┌─ Page

Les rues de Khartoum sont désertes depuis ce mardi 4 juin, sillonnées par des éléments des forces de défense et de sécurité lourdement armés. Près de deux mois après la chute du président El Béchir, le Soudan s’enfonce davantage dans la crise politique. Après le massacre du 3 juin dernier, le Conseil militaire de transition (CMT) souffle le chaud et le froid, l’Alliance des forces de la liberté et du changement (ALC), tête de proue de l’insurrection populaire, est sur les nerfs tandis que la rue est désemparée.

 

Si la communauté internationale est divisée sur la conduite à tenir, se montrant incapable de voter une résolution au Conseil de sécurité de l’ONU à ce propos, l’Union africaine, pour sa part, brandit des sanctions contre la junte militaire.

 

En tout cas, après l’intervention très musclée des Forces de soutien rapide (FSR) et des éléments réservistes de la police, sous le commandement du numéro 2 de la junte, le général Mohamed Hamdan Dogolo, alias Hemetti, contre les manifestants, la révolution soudanaise est à la croisée des chemins : ou elle se noie dans le sang des martyrs du 3 juin avec une confiscation effective du pouvoir par le CMT, ou la radicalisation de la rue et de l’ALC aboutit à une violence généralise ou encore, le dialogue reprend entre les principaux protagonistes pour le transfert du pouvoir à une autorité civile, ou tout le moins consensuelle.

└─
┌─ Données affichées

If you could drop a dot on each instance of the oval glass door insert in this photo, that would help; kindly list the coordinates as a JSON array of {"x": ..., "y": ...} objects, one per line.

└─

> _Liste des tâches_:
• a. D'après le texte sur le Soudan, quelle organisation brandit des sanctions contre la junte militaire ?
• b. Extrayez du texte sur le Soudan tout ce qui va de « Si la communauté » jusqu'à « le moins consensuelle. ».

> _Corrigé de l'exercice_:
• a. L'Union africaine.

• b.
Si la communauté internationale est divisée sur la conduite à tenir, se montrant incapable de voter une résolution au Conseil de sécurité de l’ONU à ce propos, l’Union africaine, pour sa part, brandit des sanctions contre la junte militaire.

 

En tout cas, après l’intervention très musclée des Forces de soutien rapide (FSR) et des éléments réservistes de la police, sous le commandement du numéro 2 de la junte, le général Mohamed Hamdan Dogolo, alias Hemetti, contre les manifestants, la révolution soudanaise est à la croisée des chemins : ou elle se noie dans le sang des martyrs du 3 juin avec une confiscation effective du pouvoir par le CMT, ou la radicalisation de la rue et de l’ALC aboutit à une violence généralise ou encore, le dialogue reprend entre les principaux protagonistes pour le transfert du pouvoir à une autorité civile, ou tout le moins consensuelle.